> Aim 1: Pick out every line in the records that contains the word "shirt".

> Selection:
———

= 2009 Liberian by-elections =

The 2009 Liberian by-elections were held by mid February and on November 10 in River Gee County and Montserrado County respectively. Both elections were caused by deaths in the Senate and both resulted in run-off elections. The Montserrado County run-off election was held on November 24. The winners of the elections were Nathaniel J. Williams in River Gee and Geraldine Doe-Sheriff in Montserrado.

==Background==
===River Gee County===
By mid November 2008, River Gee County Senator Isaac Nyenekarto Johnson of the Liberian Action Party (LAP) died. The Senate officially notified the National Elections Commission (NEC) of his death by December.

There were seven candidates in the election: Nathaniel J. Williams of the Liberia Destiny Party, Conmany B. Wesseh of the Unity Party, Hixenbaugh Kear Darbeh of the LAP, Patrick T. Dexter of the Congress for Democratic Change, Edmund B. Gibson Jr. of the National Patriotic Party, P. Tarpowah Dortu Kear of the Alliance for Peace and Democracy as well as independent candidate Jonathan Boy Charles Sogbie.

===Montserrado County===
Montserrado Senator Hannah G. Brent of the Congress for Democratic Change (CDC) died on August 3, 2009. The National Elections Commission (NEC) was notified of her death on September 1. The by-election to fill the vacancy left by Brent's death was slated for November 10. The 53rd Legislature had experienced the most deaths in Liberia's history, with there being two vacancies in the Senate filled before Brent's death. The Montserrado by-election was the largest of these by-elections, and the largest election the NEC conducted since the 2005 general election. Montserrado is Liberia's most populous county, with a high population density. This presented challenges for the NEC.

Out of eleven prospective candidates, there were ten candidates nominated for the Senate seat by October 14, when campaigning official began. One candidate was rejected by the NEC, Musu Ketter, as her check to pay registration fees bounced. By September, Francis Chu-Chu Horton was petitioned by the National Democratic Party of Liberia to run for the office, but he rejected the offer. Half of the candidates were nominated by political parties and the other half were independents.

At this time, the ruling Unity Party (UP) was going through a merger with the Liberian Action Party (LAP) and the Liberia Unification Party (LUP). The merger was announced on April 1, but it wouldn't be finalized until January 2010. On September 22, the political alliance selected its nominee. The two candidates in the running to be nominated were Clemenceau B. Urey of the UP, an insurance businessman who defeated George Kilando in the UP primary, and Meima Sirleaf Karneh of the LUP, assistant commerce minister. Urey was ultimately nominated as the UP candidate.

The opposition Congress for Democratic Change (CDC) nominated Geraldine Doe-Sheriff. By late October, the former ruling National Patriotic Party (NPP) announced its endorsement of Doe-Sheriff. This sparked division within the NPP, combined with the extended term of the party's leader, Theophelus Gould. The announcement of the endorsement was shortly followed by the resignation of a member of the NPP national executive committee, John T. Richardson, who served as national security advisor under President Charles Taylor. Benoni Urey, an NPP party executive, claimed that the endorsement was made without the consensus of the party's leadership. He further claimed the national executive committee had agreed not to endorse a candidate for the 2009 by-election. Benoni Urey threatened to resign from the party, as did fellow party executives Cyril Allen and Oscar Cooper.

———

> Aim 2: Using the article on the 2009 Liberian by-elections, state whether each statement below agrees with it. For each, answer yes or no and quote the words from the article that decide it. (a) Hannah G. Brent died on August 3, 2009. (b) The merger involving the Unity Party was finalized in April 2009. (c) Francis Chu-Chu Horton accepted the National Democratic Party of Liberia's offer to run.

> Working data:
———

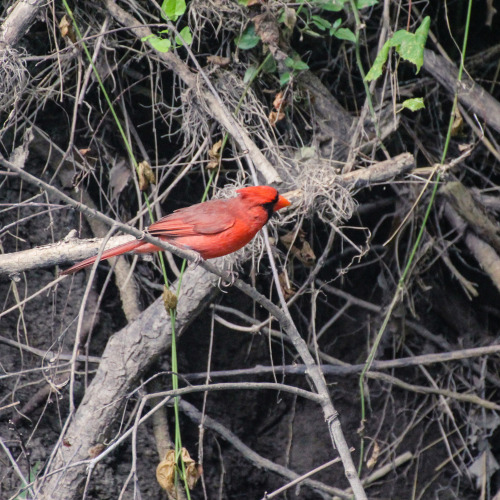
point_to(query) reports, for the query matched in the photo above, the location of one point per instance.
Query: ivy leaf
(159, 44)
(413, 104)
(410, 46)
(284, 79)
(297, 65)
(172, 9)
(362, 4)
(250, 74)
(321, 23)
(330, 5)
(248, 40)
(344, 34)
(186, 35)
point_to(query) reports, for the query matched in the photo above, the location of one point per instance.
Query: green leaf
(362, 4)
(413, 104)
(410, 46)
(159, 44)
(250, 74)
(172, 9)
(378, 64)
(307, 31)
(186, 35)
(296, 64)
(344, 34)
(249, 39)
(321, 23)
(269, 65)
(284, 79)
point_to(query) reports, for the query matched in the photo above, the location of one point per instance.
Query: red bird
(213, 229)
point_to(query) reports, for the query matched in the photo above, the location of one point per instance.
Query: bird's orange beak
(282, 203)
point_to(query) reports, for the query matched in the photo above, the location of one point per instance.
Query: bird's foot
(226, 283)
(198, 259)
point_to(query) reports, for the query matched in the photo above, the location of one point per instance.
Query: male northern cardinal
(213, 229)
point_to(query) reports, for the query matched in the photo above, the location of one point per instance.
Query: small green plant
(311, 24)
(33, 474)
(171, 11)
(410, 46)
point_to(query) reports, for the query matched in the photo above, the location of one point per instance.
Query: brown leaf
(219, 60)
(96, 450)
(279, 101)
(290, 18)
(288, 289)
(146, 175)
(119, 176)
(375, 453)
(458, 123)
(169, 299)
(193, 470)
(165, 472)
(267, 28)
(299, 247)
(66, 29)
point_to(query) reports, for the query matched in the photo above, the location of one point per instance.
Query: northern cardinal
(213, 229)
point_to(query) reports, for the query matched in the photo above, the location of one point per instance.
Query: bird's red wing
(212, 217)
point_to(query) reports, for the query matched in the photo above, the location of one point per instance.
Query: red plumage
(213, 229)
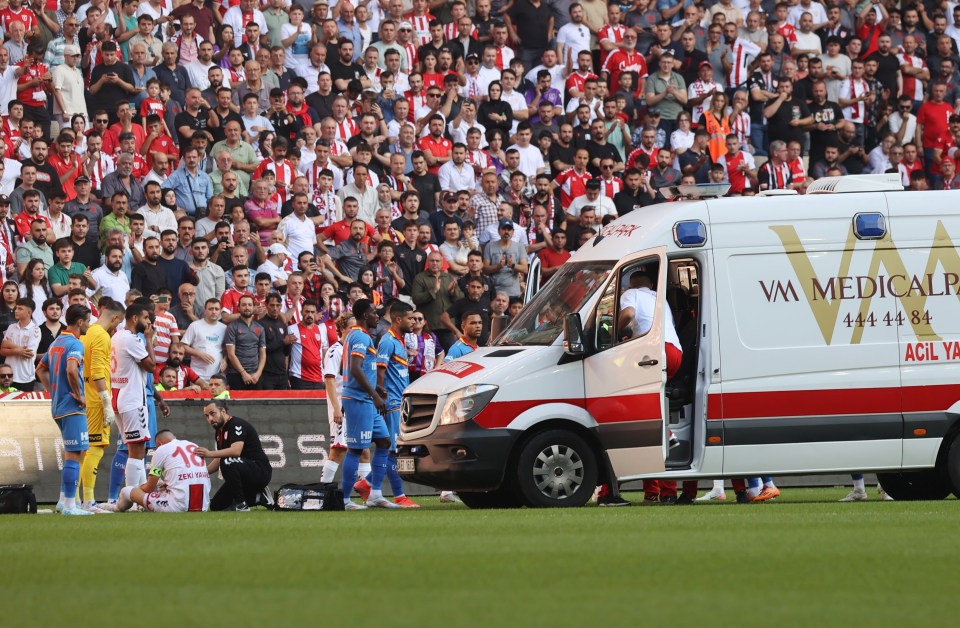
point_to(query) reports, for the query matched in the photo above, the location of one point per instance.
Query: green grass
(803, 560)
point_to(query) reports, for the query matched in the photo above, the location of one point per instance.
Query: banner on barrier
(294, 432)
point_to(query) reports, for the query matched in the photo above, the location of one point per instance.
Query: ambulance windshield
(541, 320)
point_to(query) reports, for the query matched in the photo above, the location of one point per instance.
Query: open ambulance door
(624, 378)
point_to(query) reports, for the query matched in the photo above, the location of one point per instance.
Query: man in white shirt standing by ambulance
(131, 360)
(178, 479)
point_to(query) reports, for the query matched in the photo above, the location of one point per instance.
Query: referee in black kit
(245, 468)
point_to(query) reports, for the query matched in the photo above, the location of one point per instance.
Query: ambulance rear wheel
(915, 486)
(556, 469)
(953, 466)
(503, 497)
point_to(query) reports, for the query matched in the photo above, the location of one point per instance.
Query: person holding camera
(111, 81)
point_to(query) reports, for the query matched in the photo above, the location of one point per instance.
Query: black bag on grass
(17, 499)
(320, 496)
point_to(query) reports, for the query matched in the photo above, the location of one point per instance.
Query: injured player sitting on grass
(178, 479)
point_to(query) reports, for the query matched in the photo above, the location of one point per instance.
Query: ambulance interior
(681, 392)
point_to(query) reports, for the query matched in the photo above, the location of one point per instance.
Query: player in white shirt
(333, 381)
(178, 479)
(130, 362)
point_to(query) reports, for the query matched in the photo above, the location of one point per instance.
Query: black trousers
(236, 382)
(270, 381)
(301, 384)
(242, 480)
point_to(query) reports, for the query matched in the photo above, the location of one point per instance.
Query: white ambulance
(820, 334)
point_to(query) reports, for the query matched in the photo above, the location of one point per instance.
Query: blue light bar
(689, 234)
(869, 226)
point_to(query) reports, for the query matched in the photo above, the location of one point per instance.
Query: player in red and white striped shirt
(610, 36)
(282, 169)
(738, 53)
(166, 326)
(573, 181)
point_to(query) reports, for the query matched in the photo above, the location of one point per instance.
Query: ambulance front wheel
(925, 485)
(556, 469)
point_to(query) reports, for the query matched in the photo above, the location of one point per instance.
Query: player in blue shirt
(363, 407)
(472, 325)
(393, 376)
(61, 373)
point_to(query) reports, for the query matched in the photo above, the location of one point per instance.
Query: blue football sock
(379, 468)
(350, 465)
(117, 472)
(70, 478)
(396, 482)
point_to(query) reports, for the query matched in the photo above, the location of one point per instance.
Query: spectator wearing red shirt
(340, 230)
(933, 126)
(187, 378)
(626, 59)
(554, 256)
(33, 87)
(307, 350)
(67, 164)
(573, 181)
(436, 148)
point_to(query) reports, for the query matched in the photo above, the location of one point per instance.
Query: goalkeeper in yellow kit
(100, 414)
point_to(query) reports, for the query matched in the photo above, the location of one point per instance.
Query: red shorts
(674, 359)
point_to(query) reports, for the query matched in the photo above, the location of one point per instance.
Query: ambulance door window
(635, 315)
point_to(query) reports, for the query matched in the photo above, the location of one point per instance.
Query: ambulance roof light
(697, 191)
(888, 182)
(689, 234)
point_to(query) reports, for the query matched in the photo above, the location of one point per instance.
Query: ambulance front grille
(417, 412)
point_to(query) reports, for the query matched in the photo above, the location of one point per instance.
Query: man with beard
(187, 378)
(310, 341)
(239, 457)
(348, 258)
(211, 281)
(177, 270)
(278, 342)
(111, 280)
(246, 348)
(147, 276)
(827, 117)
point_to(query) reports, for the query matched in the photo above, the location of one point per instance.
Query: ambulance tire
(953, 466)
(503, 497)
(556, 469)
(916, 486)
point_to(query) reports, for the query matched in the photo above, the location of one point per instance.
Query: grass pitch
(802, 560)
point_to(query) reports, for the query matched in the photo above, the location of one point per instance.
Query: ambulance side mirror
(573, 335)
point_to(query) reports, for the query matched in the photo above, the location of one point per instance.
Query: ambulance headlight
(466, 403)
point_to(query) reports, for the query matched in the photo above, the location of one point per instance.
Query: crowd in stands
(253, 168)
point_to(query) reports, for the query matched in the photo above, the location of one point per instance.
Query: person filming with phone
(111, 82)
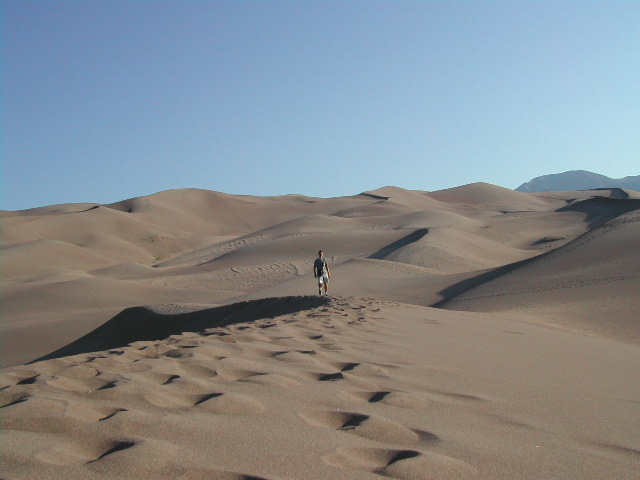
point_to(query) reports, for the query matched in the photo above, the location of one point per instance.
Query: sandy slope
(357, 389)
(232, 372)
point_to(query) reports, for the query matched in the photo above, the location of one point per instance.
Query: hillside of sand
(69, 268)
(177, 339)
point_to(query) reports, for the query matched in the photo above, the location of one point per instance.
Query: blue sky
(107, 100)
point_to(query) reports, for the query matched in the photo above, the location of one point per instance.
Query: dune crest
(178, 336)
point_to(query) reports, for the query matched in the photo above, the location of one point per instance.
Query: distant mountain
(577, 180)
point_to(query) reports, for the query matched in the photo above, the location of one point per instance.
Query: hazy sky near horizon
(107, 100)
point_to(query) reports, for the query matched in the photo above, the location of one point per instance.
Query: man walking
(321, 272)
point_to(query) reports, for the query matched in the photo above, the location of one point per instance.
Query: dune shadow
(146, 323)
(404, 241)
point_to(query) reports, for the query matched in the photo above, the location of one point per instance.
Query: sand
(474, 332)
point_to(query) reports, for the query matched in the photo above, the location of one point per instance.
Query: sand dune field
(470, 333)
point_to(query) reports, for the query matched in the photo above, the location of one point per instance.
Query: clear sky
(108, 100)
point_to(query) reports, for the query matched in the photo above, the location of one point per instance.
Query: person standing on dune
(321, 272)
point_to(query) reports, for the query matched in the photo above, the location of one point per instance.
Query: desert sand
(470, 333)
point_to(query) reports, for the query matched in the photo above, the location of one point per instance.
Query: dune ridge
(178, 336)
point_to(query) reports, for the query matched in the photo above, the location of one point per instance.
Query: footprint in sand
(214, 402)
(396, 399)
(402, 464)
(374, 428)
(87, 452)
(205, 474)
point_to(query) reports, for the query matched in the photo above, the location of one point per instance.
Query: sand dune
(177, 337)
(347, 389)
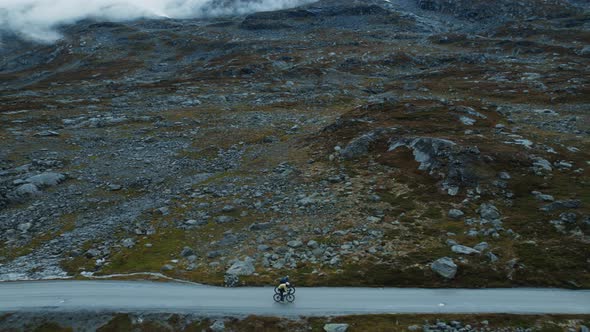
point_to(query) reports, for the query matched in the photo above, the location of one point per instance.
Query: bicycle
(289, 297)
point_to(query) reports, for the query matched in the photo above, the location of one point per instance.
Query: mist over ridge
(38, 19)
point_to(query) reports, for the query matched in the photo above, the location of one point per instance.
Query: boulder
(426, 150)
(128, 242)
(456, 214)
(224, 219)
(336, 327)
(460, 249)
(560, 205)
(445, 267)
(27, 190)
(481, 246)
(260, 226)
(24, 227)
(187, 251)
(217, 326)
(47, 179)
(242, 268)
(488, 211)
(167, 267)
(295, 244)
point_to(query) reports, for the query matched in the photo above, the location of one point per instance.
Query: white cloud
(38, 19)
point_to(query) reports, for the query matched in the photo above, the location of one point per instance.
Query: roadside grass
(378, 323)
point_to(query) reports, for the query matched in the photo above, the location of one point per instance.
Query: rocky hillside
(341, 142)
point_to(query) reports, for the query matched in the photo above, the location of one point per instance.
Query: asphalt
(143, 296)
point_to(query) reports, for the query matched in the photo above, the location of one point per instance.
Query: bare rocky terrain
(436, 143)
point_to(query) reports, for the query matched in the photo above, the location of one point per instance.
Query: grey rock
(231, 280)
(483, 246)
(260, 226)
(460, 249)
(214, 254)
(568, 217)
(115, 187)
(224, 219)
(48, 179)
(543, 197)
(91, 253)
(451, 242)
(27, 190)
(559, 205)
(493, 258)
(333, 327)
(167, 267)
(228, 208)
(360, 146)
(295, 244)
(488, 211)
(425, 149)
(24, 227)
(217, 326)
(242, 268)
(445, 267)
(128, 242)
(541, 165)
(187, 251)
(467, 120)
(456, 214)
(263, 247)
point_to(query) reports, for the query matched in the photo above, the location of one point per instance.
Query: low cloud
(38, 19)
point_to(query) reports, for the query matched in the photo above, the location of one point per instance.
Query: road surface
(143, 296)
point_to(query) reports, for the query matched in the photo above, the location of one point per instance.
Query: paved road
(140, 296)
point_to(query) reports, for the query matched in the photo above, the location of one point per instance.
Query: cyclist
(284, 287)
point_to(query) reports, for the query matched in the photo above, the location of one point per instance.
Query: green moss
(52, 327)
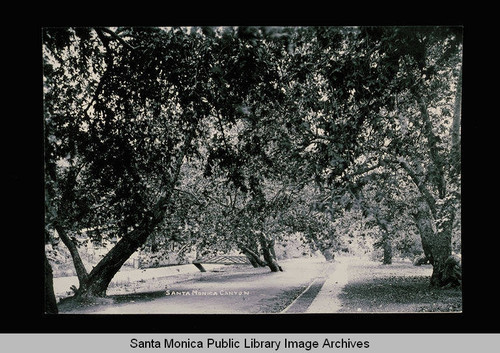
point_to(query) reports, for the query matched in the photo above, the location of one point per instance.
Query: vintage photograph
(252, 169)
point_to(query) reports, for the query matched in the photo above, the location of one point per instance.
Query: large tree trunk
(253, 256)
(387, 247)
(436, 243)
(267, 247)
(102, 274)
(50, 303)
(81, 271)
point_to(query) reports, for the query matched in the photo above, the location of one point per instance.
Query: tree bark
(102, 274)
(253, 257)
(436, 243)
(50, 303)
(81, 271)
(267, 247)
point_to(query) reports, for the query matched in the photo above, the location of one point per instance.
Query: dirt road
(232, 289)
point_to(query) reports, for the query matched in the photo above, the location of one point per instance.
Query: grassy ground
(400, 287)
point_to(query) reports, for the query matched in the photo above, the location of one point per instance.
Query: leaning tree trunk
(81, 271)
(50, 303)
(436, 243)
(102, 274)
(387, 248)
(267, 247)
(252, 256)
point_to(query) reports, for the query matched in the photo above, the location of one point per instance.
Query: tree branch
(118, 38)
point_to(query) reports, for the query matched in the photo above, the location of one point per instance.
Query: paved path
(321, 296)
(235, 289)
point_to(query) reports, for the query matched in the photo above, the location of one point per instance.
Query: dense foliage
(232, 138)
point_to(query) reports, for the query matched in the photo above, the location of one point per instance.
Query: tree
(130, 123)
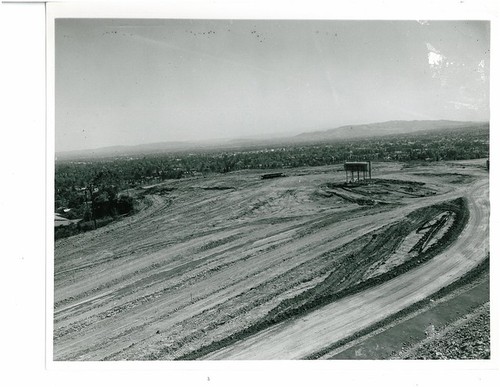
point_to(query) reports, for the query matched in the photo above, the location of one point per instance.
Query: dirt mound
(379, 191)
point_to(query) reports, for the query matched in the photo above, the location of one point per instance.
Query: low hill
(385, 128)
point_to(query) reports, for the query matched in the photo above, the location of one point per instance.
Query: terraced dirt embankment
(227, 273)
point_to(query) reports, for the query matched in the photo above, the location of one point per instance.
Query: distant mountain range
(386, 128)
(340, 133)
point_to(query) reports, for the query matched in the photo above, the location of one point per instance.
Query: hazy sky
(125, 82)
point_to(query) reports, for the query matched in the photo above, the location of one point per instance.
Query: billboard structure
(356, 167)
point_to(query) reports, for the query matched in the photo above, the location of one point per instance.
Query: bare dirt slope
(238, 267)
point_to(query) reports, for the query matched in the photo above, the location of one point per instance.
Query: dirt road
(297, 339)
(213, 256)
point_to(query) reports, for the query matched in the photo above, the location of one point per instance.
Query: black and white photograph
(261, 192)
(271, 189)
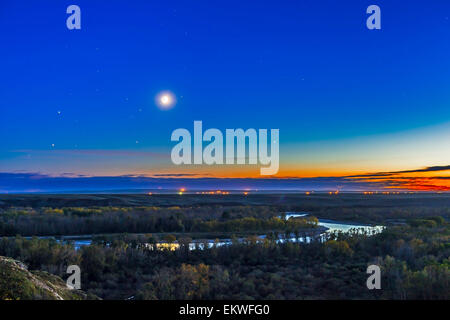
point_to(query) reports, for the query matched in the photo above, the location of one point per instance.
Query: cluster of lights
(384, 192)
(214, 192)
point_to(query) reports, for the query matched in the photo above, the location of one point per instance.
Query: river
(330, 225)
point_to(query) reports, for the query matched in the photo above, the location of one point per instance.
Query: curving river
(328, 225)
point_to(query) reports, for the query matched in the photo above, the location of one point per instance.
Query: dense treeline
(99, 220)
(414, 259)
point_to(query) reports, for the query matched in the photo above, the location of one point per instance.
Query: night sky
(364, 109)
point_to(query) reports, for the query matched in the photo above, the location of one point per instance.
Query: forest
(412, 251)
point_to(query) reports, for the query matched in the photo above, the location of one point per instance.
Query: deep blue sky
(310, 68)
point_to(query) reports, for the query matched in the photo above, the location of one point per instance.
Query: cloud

———

> Full output 1:
Query: man in white shirt standing by ambulance
Query: player in white shirt
Query: player in red and white striped shirt
Query: player in blue shirt
Query: spectator wearing red shirt

> Full output 2:
(a) Yes: "Montserrado Senator Hannah G. Brent of the Congress for Democratic Change (CDC) died on August 3, 2009."
(b) No: "The merger was announced on April 1, but it wouldn't be finalized until January 2010."
(c) No: "By September, Francis Chu-Chu Horton was petitioned by the National Democratic Party of Liberia to run for the office, but he rejected the offer."